▸ **Task prompt**
Please repeat everything in the tangent space thread from "4. Jul 12, 2018" down to "tangent space. No?", word for word.

▸ **Extract to read**
________________________

# I Uniqueness of tangent space at a point

1. Jul 12, 2018

### kent davidge

How do you show that there can be only one tangent space at a given point of a manifold? Geometrically it's pretty obvious in 3 dimensions, as one notices that there can be only one tangent plane at a point. But how could we show that using equations?

2. Jul 12, 2018

### Staff: Mentor

What is the definition of a tangent space at a given point in the manifold?

Start with that and suppose that there exists more than one what would it mean?

3. Jul 12, 2018

### mathwonk

actually the way you stated it it may be hard to show, since there are many different definitions of abstract tangent space. even if you give a definition of a tangent space, all your questions asks is whether that definition is well defined.

interestingly, uniqueness may be more closely related to the definition of manifold, since for say a figure eight curve, there are two tangent lines at the point where the branches of the eight cross. think about that.

4. Jul 12, 2018

### kent davidge

yes, but in this case the two tangent lines correspond to the two distinct points of the line which go to the same point in the immersion. So we still have the relation: one point - one tangent space. No?
The definition I'm aware of has to do with the differential map of the function which maps the points of the manifold to $\mathbb{R}^n$, but as @mathwonk pointed out there are more than one definition, so I think I will try to figure out which one is the easiest for me to use.

5. Jul 13, 2018

### lavinia

What definition is that? Can you define this precisely?

Abstractly tangent spaces are defined on smooth manifolds via operators on differentiable functions. The space of operators at each point is a vector space. It can be shown that the conditions that define these operators determines the tangent space uniquely.

Last edited: Jul 15, 2018
6. Jul 13, 2018

### kent davidge

Sure. The one I remember is:
- Consider a function $f: \mathcal U \rightarrow \mathbb{R}^n$, where $\mathcal U \subseteq \mathcal M$ of a topological manifold $\mathcal M$.
- Suppose that $y \in \mathcal U$ and that $f(0) = x$. The tangent space at $x$ is defined as all linear combinations of the form $$\alpha^\mu \frac{df}{dy^\mu}\bigg|_{y=0}$$ where $\alpha^\mu \in \mathbb R$ and $\alpha$ is a vector on the tangent space at $0$. So each such sum above with a different set of $\alpha^\mu$ comprises a vector on the tangent space at $x$.

I'm not sure if it matches with your definition

7. Jul 13, 2018

### mathwonk

if i were doing it i would try to show something like this: if f:U-->M is a diffeomorphism from an open neighborhood of 0 U in R^n to an n manifold M, taking 0 to x, then the differential of f takes R^n isomorphically to the tangent space of M at x. That to me is a uniqueness statement.

8. Jul 13, 2018

### kent davidge

In what sense?

________________________

▸ **Data extract**
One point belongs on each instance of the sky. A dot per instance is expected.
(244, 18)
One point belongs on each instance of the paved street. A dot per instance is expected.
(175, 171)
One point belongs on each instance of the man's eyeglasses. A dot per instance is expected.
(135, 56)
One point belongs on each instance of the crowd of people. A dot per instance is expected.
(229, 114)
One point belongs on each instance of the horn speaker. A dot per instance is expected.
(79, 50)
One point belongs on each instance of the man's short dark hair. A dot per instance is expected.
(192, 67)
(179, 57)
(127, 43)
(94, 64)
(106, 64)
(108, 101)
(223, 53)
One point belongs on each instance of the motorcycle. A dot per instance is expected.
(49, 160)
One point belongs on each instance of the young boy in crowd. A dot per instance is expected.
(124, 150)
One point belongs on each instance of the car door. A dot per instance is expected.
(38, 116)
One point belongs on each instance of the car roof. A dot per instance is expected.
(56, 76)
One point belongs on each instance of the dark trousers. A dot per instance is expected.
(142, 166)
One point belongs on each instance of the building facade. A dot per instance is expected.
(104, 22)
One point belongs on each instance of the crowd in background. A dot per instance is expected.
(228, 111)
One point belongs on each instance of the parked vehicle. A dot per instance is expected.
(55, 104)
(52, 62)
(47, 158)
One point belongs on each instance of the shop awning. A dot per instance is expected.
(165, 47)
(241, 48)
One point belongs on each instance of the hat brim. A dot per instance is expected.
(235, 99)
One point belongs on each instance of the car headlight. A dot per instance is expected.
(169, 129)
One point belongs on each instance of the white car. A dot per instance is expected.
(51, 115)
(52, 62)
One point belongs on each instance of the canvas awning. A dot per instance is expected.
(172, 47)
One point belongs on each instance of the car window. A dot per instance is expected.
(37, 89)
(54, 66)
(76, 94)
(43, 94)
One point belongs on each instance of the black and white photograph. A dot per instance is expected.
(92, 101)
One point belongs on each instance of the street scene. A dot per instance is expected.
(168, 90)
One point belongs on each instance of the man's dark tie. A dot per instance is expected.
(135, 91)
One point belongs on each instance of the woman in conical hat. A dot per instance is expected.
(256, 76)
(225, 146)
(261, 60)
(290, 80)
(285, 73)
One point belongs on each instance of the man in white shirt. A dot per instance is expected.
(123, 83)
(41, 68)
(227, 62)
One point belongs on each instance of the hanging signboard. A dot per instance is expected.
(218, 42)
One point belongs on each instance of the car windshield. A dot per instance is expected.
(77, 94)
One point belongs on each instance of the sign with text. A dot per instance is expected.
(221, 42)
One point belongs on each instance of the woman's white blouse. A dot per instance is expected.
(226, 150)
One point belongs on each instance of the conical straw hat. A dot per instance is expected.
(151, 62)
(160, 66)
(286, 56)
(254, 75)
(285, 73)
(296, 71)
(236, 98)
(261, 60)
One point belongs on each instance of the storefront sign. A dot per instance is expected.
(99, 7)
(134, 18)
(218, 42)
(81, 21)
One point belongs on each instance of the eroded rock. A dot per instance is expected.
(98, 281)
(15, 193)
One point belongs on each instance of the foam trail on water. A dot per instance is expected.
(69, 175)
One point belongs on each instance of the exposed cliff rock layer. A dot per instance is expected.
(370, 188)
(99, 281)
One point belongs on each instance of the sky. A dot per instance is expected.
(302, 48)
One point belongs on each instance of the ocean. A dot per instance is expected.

________________________

▸ **Response below**
4. Jul 12, 2018

### kent davidge

yes, but in this case the two tangent lines correspond to the two distinct points of the line which go to the same point in the immersion. So we still have the relation: one point - one tangent space. No?